(Point annotation dataset records)
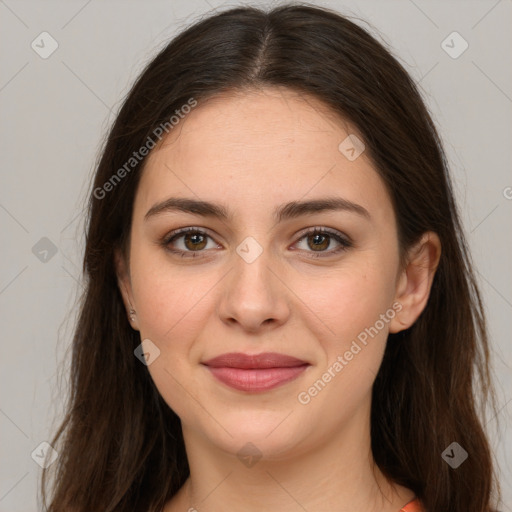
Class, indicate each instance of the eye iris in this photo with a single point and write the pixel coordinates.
(323, 245)
(195, 237)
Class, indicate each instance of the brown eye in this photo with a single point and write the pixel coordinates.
(319, 240)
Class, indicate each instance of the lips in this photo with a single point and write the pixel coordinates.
(247, 361)
(253, 373)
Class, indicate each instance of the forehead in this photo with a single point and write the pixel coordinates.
(260, 148)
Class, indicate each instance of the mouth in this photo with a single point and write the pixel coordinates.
(253, 373)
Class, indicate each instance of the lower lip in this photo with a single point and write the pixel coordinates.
(256, 379)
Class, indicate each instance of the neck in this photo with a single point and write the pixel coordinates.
(338, 475)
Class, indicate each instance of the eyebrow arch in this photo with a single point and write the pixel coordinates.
(286, 211)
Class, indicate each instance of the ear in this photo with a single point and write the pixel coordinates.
(415, 281)
(125, 287)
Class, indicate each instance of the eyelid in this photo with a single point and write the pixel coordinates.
(343, 239)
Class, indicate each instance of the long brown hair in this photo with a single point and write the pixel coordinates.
(121, 446)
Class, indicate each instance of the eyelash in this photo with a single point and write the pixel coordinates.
(344, 242)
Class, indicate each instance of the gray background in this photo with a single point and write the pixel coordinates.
(55, 111)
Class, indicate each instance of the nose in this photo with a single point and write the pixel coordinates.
(254, 296)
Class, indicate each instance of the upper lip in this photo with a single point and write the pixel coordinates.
(246, 361)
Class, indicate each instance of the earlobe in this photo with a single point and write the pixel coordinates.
(415, 281)
(124, 284)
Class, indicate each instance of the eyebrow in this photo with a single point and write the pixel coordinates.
(284, 212)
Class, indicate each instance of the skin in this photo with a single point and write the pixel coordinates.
(253, 151)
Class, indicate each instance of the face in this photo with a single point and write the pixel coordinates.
(252, 282)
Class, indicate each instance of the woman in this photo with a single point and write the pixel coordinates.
(280, 311)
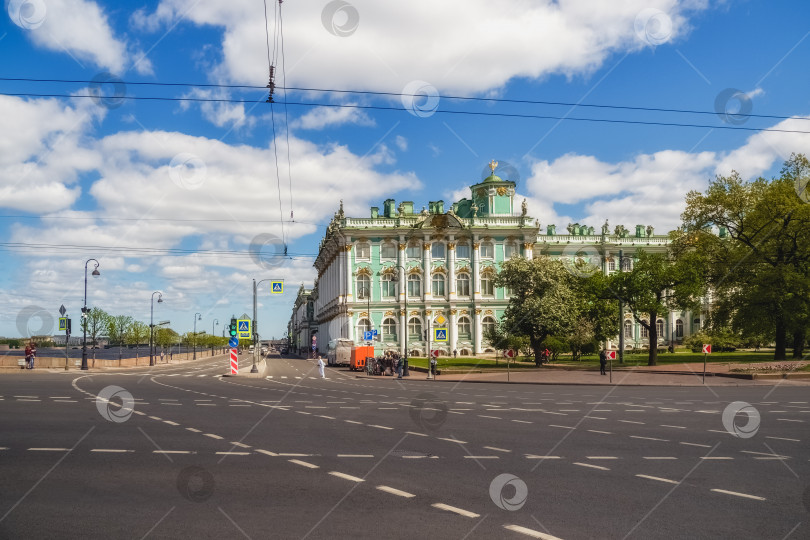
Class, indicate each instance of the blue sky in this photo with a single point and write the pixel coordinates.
(150, 187)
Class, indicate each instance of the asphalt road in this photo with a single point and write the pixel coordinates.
(288, 455)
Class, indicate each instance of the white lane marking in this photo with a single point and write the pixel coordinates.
(346, 476)
(459, 511)
(739, 494)
(303, 463)
(696, 444)
(591, 466)
(658, 479)
(394, 491)
(530, 532)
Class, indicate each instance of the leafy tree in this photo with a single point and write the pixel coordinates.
(544, 300)
(759, 266)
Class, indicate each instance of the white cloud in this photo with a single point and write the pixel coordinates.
(456, 38)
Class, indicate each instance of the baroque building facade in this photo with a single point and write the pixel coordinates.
(404, 273)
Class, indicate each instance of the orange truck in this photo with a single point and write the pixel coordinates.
(359, 354)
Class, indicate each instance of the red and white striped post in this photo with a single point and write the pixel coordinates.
(234, 362)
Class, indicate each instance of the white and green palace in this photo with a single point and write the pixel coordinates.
(405, 273)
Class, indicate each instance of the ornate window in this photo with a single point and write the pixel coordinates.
(389, 329)
(414, 329)
(363, 287)
(414, 286)
(363, 250)
(438, 285)
(487, 284)
(464, 328)
(463, 284)
(388, 251)
(389, 286)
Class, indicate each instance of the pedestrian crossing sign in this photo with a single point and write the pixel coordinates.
(243, 328)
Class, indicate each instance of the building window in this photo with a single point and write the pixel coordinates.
(363, 326)
(464, 328)
(487, 326)
(363, 287)
(414, 286)
(389, 329)
(389, 286)
(463, 284)
(414, 329)
(388, 251)
(363, 250)
(438, 285)
(487, 284)
(437, 250)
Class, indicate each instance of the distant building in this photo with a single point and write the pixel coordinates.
(405, 273)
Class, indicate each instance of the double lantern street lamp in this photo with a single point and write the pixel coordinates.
(152, 326)
(95, 273)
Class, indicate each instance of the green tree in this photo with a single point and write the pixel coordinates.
(544, 300)
(758, 267)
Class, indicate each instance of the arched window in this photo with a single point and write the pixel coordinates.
(414, 286)
(363, 325)
(487, 325)
(463, 284)
(438, 285)
(389, 286)
(389, 329)
(487, 284)
(388, 251)
(363, 287)
(363, 250)
(464, 328)
(414, 329)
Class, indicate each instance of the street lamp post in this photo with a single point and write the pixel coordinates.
(95, 273)
(197, 317)
(152, 326)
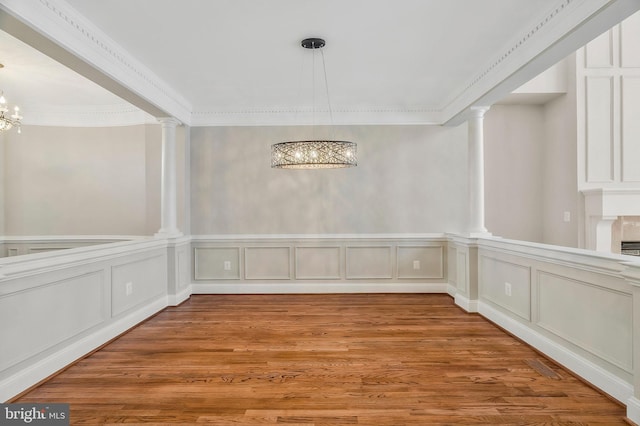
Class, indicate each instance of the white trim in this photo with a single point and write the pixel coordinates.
(316, 288)
(465, 303)
(37, 263)
(267, 237)
(182, 296)
(275, 116)
(67, 238)
(599, 377)
(87, 116)
(633, 409)
(452, 290)
(27, 377)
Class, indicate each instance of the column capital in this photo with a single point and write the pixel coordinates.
(478, 111)
(169, 121)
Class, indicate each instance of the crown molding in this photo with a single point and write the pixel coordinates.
(87, 116)
(58, 30)
(307, 117)
(567, 26)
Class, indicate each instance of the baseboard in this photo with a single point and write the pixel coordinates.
(633, 410)
(465, 303)
(176, 299)
(319, 288)
(31, 375)
(592, 373)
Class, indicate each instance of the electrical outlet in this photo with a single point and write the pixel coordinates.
(507, 289)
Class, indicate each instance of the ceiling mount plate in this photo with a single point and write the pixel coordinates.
(312, 43)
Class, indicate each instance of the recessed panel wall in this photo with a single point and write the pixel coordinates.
(317, 263)
(217, 263)
(420, 262)
(599, 52)
(137, 281)
(369, 262)
(593, 317)
(267, 263)
(77, 303)
(629, 36)
(506, 284)
(631, 128)
(599, 129)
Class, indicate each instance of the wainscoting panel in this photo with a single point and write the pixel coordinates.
(506, 284)
(319, 263)
(136, 282)
(369, 262)
(217, 263)
(420, 262)
(452, 256)
(603, 328)
(77, 304)
(462, 271)
(631, 128)
(267, 263)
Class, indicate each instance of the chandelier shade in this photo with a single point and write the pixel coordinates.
(314, 155)
(8, 121)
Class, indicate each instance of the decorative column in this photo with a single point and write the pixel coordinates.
(169, 204)
(476, 172)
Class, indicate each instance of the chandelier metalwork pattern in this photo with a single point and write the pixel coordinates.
(314, 155)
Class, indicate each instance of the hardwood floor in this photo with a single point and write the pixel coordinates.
(380, 359)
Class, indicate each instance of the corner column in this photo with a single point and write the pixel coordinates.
(476, 224)
(169, 204)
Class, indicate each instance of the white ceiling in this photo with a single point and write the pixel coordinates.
(240, 61)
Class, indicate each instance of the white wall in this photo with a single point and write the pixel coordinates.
(513, 136)
(409, 179)
(559, 172)
(85, 181)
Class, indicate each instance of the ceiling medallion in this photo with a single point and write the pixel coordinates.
(314, 154)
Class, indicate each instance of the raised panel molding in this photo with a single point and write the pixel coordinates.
(319, 263)
(210, 263)
(599, 129)
(498, 274)
(603, 329)
(629, 36)
(630, 113)
(420, 262)
(77, 303)
(369, 262)
(267, 263)
(137, 281)
(599, 52)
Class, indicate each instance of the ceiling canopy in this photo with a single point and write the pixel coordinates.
(239, 62)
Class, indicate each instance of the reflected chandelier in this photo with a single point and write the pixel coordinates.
(314, 154)
(6, 121)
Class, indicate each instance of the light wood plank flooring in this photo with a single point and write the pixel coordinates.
(379, 359)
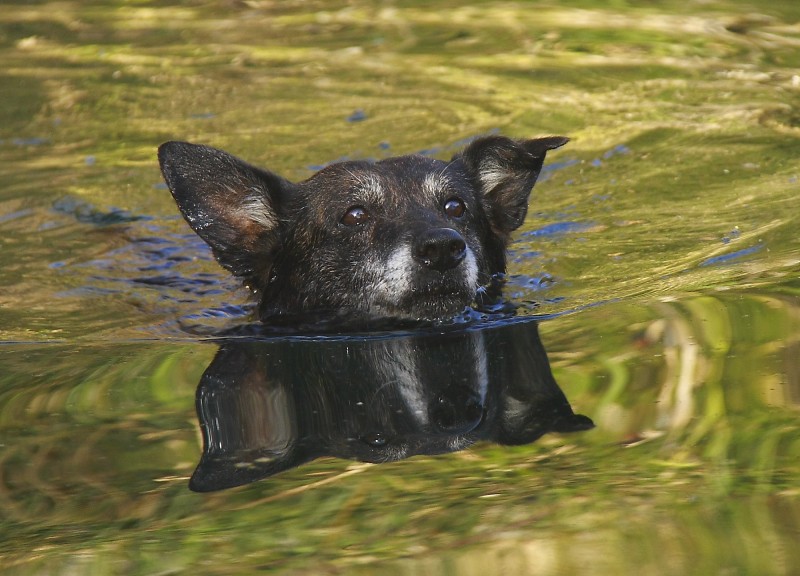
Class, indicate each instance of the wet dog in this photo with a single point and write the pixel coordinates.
(408, 237)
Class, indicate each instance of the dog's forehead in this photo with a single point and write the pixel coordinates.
(392, 175)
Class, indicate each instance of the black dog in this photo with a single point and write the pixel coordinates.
(267, 406)
(407, 237)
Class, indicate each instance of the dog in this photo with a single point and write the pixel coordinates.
(267, 406)
(408, 237)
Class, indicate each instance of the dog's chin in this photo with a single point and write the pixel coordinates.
(426, 304)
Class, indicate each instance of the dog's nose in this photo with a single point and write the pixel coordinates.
(440, 248)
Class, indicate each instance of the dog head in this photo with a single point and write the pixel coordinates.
(406, 237)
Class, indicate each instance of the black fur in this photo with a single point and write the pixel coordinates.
(405, 237)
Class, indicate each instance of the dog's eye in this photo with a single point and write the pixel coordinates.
(454, 208)
(354, 216)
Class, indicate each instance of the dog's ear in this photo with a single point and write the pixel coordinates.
(505, 171)
(230, 204)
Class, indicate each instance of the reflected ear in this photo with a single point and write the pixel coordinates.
(218, 471)
(230, 204)
(505, 171)
(248, 422)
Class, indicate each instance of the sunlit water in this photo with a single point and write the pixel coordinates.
(660, 252)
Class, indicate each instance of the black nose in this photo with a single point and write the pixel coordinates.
(440, 248)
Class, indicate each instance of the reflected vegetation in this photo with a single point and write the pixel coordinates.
(265, 407)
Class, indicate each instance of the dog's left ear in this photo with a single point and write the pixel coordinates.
(505, 171)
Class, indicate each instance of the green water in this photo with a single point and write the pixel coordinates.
(661, 245)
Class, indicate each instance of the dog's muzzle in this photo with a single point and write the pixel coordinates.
(439, 249)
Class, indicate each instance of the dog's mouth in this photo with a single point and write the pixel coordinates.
(432, 301)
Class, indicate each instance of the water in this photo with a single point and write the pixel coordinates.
(660, 254)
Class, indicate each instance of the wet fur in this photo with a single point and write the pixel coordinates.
(290, 243)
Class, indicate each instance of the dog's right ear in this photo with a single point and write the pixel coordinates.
(230, 204)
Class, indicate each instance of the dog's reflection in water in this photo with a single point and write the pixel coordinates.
(265, 407)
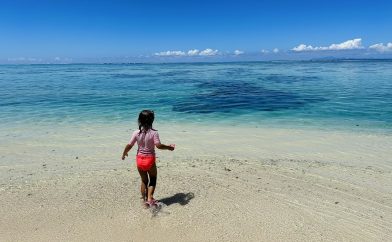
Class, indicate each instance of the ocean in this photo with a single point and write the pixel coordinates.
(348, 95)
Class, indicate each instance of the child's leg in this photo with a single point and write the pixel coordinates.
(152, 173)
(143, 186)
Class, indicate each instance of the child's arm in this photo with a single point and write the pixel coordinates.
(165, 147)
(127, 148)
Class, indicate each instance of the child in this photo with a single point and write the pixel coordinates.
(146, 138)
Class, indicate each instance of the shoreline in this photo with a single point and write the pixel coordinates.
(221, 183)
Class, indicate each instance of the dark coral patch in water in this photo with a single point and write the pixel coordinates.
(277, 78)
(228, 96)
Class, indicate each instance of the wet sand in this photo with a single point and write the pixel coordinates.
(69, 184)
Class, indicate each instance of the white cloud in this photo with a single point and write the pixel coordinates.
(303, 47)
(193, 52)
(208, 52)
(381, 47)
(24, 59)
(238, 52)
(171, 53)
(347, 45)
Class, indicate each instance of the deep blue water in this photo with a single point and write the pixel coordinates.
(339, 94)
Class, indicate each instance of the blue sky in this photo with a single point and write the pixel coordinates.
(96, 31)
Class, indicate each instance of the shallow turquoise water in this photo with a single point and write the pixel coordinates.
(340, 94)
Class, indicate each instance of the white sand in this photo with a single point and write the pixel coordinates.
(221, 184)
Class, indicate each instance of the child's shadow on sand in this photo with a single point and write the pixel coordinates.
(181, 198)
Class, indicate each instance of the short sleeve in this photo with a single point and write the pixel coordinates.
(132, 141)
(156, 138)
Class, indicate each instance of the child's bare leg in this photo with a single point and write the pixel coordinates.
(152, 173)
(143, 186)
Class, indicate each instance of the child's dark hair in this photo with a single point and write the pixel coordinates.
(145, 120)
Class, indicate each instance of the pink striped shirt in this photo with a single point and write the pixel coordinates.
(146, 141)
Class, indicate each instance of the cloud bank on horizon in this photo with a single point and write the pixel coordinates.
(352, 48)
(353, 44)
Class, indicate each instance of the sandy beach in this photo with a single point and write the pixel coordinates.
(68, 183)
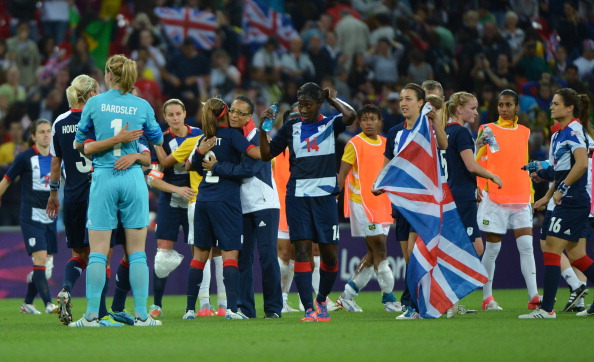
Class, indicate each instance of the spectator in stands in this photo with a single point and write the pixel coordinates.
(147, 88)
(12, 91)
(131, 39)
(360, 72)
(384, 29)
(266, 65)
(55, 19)
(224, 77)
(186, 74)
(25, 53)
(156, 60)
(529, 64)
(511, 33)
(572, 30)
(493, 43)
(572, 80)
(353, 34)
(383, 60)
(321, 59)
(81, 61)
(295, 64)
(15, 144)
(585, 63)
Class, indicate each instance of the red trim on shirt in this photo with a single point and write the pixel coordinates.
(174, 135)
(248, 127)
(320, 117)
(570, 122)
(453, 122)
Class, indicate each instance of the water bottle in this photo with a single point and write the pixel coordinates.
(490, 138)
(269, 121)
(533, 166)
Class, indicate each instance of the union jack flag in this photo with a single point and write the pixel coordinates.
(261, 21)
(444, 266)
(180, 23)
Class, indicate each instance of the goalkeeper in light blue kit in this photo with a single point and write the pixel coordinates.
(116, 190)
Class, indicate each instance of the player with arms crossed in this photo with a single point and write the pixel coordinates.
(370, 215)
(312, 214)
(117, 191)
(39, 230)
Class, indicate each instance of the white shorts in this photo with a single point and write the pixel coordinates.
(498, 218)
(283, 234)
(191, 208)
(360, 225)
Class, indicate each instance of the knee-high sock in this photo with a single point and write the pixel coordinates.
(586, 265)
(328, 275)
(406, 298)
(122, 287)
(359, 281)
(489, 257)
(139, 283)
(315, 276)
(303, 281)
(158, 289)
(221, 292)
(552, 264)
(204, 293)
(231, 278)
(31, 289)
(571, 279)
(72, 272)
(40, 281)
(195, 273)
(385, 277)
(95, 283)
(527, 263)
(102, 306)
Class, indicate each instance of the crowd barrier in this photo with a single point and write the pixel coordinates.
(15, 265)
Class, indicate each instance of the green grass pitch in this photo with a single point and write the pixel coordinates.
(373, 335)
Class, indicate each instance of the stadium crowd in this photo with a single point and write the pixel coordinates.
(369, 51)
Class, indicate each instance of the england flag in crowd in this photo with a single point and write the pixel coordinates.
(444, 266)
(180, 23)
(261, 21)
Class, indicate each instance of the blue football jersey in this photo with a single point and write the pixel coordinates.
(312, 155)
(176, 175)
(106, 114)
(75, 166)
(229, 147)
(34, 169)
(461, 181)
(563, 144)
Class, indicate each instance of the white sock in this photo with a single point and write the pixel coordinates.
(315, 276)
(204, 293)
(360, 280)
(571, 279)
(489, 257)
(290, 276)
(285, 270)
(527, 263)
(385, 277)
(221, 292)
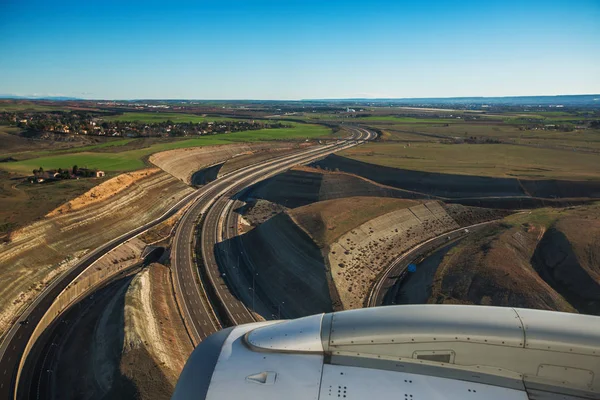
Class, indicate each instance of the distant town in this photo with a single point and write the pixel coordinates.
(87, 123)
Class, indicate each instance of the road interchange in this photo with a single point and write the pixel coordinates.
(16, 340)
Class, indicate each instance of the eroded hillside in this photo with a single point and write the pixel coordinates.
(39, 252)
(546, 259)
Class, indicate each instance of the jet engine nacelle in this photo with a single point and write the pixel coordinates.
(404, 352)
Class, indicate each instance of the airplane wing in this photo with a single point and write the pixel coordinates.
(412, 352)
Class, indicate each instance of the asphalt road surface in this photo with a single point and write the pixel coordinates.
(398, 267)
(206, 300)
(188, 285)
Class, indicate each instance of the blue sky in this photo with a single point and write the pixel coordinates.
(245, 49)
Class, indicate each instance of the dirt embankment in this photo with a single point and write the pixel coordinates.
(360, 255)
(460, 186)
(568, 259)
(156, 345)
(128, 341)
(243, 160)
(40, 251)
(304, 185)
(548, 259)
(183, 163)
(493, 268)
(290, 266)
(103, 191)
(326, 221)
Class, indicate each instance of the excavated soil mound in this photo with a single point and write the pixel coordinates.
(460, 186)
(42, 250)
(183, 163)
(301, 186)
(290, 267)
(206, 175)
(360, 255)
(568, 259)
(493, 268)
(437, 184)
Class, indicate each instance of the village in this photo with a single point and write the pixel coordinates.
(98, 124)
(42, 176)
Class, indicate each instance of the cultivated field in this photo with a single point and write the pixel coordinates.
(546, 259)
(134, 159)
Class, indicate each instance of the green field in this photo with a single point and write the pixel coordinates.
(391, 118)
(150, 117)
(498, 160)
(134, 159)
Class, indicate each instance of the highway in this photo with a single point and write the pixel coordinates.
(17, 337)
(205, 298)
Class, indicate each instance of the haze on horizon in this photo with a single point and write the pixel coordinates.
(265, 49)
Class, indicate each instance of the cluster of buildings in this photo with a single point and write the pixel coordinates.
(41, 176)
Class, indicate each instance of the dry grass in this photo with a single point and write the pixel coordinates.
(544, 259)
(103, 191)
(327, 220)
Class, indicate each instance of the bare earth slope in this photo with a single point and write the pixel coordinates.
(460, 186)
(183, 163)
(40, 251)
(290, 266)
(548, 259)
(568, 259)
(304, 185)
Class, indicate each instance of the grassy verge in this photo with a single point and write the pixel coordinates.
(133, 159)
(497, 160)
(161, 117)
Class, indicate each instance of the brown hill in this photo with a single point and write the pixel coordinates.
(547, 259)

Task brief
Your task is to extract the lines running from the one with "Class, indicate each instance of the dry" to the end of the material, inclusive, copying each exactly and adding nothing.

Solution for this exercise
Class, indicate each instance of the dry grass in this photo with a single point and write the pixel coordinates.
(544, 259)
(103, 191)
(327, 220)
Class, indicate each instance of the bare earth slope in this photo with a single point and write the pixel coordinates.
(460, 186)
(183, 163)
(40, 251)
(290, 266)
(548, 259)
(568, 259)
(304, 185)
Class, indicate each instance of the grassy verge in this photo with a single point and write the pixel coordinates.
(133, 159)
(497, 160)
(161, 117)
Class, indicate each instance of the brown hill in this photo with a single point and write the pixel coordinates.
(547, 259)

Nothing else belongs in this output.